GIVEN INSTRUCTION
Your task is to output the data exactly as it stands.

RECORDS

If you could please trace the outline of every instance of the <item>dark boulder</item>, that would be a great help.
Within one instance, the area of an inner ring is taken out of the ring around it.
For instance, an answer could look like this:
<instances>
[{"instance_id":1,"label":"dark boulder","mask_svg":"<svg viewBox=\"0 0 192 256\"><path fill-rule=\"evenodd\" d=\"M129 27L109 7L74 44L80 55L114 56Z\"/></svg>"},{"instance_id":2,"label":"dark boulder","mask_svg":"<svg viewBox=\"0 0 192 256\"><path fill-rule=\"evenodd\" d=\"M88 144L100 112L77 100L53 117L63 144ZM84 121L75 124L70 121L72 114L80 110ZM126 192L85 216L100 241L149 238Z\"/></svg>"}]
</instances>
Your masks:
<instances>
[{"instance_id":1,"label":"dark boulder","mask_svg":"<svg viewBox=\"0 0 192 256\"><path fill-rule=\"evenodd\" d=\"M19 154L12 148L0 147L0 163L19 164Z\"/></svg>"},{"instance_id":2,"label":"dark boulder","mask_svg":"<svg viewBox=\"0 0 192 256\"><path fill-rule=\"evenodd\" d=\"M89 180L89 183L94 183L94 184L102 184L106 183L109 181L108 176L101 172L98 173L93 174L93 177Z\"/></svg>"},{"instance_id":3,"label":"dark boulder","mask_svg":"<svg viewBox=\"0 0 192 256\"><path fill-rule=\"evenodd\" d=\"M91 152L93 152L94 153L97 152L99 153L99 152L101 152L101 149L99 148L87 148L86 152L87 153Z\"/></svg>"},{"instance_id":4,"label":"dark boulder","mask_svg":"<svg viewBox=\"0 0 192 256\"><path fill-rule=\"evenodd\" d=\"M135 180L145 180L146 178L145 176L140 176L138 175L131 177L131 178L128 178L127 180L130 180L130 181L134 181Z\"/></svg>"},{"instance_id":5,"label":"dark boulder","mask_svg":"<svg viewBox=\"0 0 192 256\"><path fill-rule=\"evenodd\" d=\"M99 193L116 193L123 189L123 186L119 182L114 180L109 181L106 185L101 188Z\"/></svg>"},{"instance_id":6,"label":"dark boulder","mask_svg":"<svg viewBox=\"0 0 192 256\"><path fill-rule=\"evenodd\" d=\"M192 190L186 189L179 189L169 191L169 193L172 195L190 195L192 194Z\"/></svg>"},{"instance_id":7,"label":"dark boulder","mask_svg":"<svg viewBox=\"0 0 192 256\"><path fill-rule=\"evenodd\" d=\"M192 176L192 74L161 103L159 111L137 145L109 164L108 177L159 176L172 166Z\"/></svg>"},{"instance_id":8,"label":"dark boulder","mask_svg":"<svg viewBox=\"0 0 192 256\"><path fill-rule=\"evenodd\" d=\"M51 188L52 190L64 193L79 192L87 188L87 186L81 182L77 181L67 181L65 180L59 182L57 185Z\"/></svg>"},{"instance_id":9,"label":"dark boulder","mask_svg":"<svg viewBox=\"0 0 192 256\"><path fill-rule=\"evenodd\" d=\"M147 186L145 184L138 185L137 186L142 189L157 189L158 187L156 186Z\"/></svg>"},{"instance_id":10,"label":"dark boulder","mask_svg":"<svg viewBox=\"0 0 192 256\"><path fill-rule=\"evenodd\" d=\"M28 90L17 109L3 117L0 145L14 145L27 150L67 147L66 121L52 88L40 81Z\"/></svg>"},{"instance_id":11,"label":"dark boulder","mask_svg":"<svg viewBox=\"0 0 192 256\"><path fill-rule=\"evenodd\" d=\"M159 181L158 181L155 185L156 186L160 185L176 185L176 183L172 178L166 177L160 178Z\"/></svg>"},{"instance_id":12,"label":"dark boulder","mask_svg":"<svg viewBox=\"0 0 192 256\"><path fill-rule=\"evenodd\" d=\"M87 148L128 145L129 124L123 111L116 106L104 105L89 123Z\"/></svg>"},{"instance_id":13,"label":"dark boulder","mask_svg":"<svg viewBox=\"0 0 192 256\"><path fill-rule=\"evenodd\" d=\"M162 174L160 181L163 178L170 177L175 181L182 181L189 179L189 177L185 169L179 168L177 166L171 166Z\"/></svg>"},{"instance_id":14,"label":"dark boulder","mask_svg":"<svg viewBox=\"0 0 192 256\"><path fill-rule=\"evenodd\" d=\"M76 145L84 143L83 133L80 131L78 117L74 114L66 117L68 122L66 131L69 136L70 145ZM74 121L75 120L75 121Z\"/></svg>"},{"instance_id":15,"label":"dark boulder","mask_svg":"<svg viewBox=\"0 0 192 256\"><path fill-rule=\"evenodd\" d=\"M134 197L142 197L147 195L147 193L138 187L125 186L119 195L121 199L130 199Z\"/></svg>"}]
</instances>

TASK RESULT
If you could please trace the outline of every instance of the <item>dark boulder</item>, that would be a great help.
Within one instance, the area of an inner ring is taken out of the ring around it.
For instance, an answer could look like this:
<instances>
[{"instance_id":1,"label":"dark boulder","mask_svg":"<svg viewBox=\"0 0 192 256\"><path fill-rule=\"evenodd\" d=\"M129 27L109 7L74 44L80 55L114 56Z\"/></svg>"},{"instance_id":2,"label":"dark boulder","mask_svg":"<svg viewBox=\"0 0 192 256\"><path fill-rule=\"evenodd\" d=\"M88 144L100 112L77 100L53 117L63 144ZM84 121L75 124L70 121L72 114L80 110ZM126 192L85 216L100 241L149 238Z\"/></svg>"}]
</instances>
Your masks:
<instances>
[{"instance_id":1,"label":"dark boulder","mask_svg":"<svg viewBox=\"0 0 192 256\"><path fill-rule=\"evenodd\" d=\"M19 154L12 148L0 147L0 163L19 164Z\"/></svg>"},{"instance_id":2,"label":"dark boulder","mask_svg":"<svg viewBox=\"0 0 192 256\"><path fill-rule=\"evenodd\" d=\"M89 180L89 183L94 183L94 184L102 184L106 183L109 181L108 176L101 172L98 173L93 174L93 177Z\"/></svg>"},{"instance_id":3,"label":"dark boulder","mask_svg":"<svg viewBox=\"0 0 192 256\"><path fill-rule=\"evenodd\" d=\"M91 152L93 152L94 153L97 152L99 153L99 152L101 152L101 149L99 148L87 148L86 152L87 153Z\"/></svg>"},{"instance_id":4,"label":"dark boulder","mask_svg":"<svg viewBox=\"0 0 192 256\"><path fill-rule=\"evenodd\" d=\"M135 180L145 180L146 178L145 176L140 176L138 175L131 177L131 178L128 178L127 180L130 180L130 181L134 181Z\"/></svg>"},{"instance_id":5,"label":"dark boulder","mask_svg":"<svg viewBox=\"0 0 192 256\"><path fill-rule=\"evenodd\" d=\"M99 193L116 193L123 189L123 186L119 182L114 180L109 181L106 185L101 188Z\"/></svg>"},{"instance_id":6,"label":"dark boulder","mask_svg":"<svg viewBox=\"0 0 192 256\"><path fill-rule=\"evenodd\" d=\"M192 190L186 189L179 189L169 191L169 193L172 195L190 195L192 194Z\"/></svg>"},{"instance_id":7,"label":"dark boulder","mask_svg":"<svg viewBox=\"0 0 192 256\"><path fill-rule=\"evenodd\" d=\"M192 176L192 74L161 103L159 111L137 145L109 164L108 177L159 176L172 166Z\"/></svg>"},{"instance_id":8,"label":"dark boulder","mask_svg":"<svg viewBox=\"0 0 192 256\"><path fill-rule=\"evenodd\" d=\"M51 188L52 190L64 193L79 192L87 188L87 186L81 182L77 181L67 181L65 180L59 182L57 185Z\"/></svg>"},{"instance_id":9,"label":"dark boulder","mask_svg":"<svg viewBox=\"0 0 192 256\"><path fill-rule=\"evenodd\" d=\"M147 186L145 184L138 185L137 186L142 189L157 189L158 187L156 186Z\"/></svg>"},{"instance_id":10,"label":"dark boulder","mask_svg":"<svg viewBox=\"0 0 192 256\"><path fill-rule=\"evenodd\" d=\"M28 90L17 109L3 117L0 145L14 145L27 150L67 147L66 121L52 88L40 81Z\"/></svg>"},{"instance_id":11,"label":"dark boulder","mask_svg":"<svg viewBox=\"0 0 192 256\"><path fill-rule=\"evenodd\" d=\"M159 181L158 181L155 185L156 186L160 185L176 185L176 183L172 178L166 177L160 178Z\"/></svg>"},{"instance_id":12,"label":"dark boulder","mask_svg":"<svg viewBox=\"0 0 192 256\"><path fill-rule=\"evenodd\" d=\"M87 148L128 145L129 124L123 111L116 106L104 105L89 123Z\"/></svg>"},{"instance_id":13,"label":"dark boulder","mask_svg":"<svg viewBox=\"0 0 192 256\"><path fill-rule=\"evenodd\" d=\"M162 174L160 181L163 178L170 177L175 181L182 181L189 179L189 177L185 169L179 168L177 166L171 166Z\"/></svg>"},{"instance_id":14,"label":"dark boulder","mask_svg":"<svg viewBox=\"0 0 192 256\"><path fill-rule=\"evenodd\" d=\"M76 145L84 143L83 133L80 131L78 117L74 114L66 117L68 122L66 131L69 136L70 145ZM74 121L75 120L75 121Z\"/></svg>"},{"instance_id":15,"label":"dark boulder","mask_svg":"<svg viewBox=\"0 0 192 256\"><path fill-rule=\"evenodd\" d=\"M134 197L142 197L147 195L147 193L138 187L125 186L119 195L121 199L130 199Z\"/></svg>"}]
</instances>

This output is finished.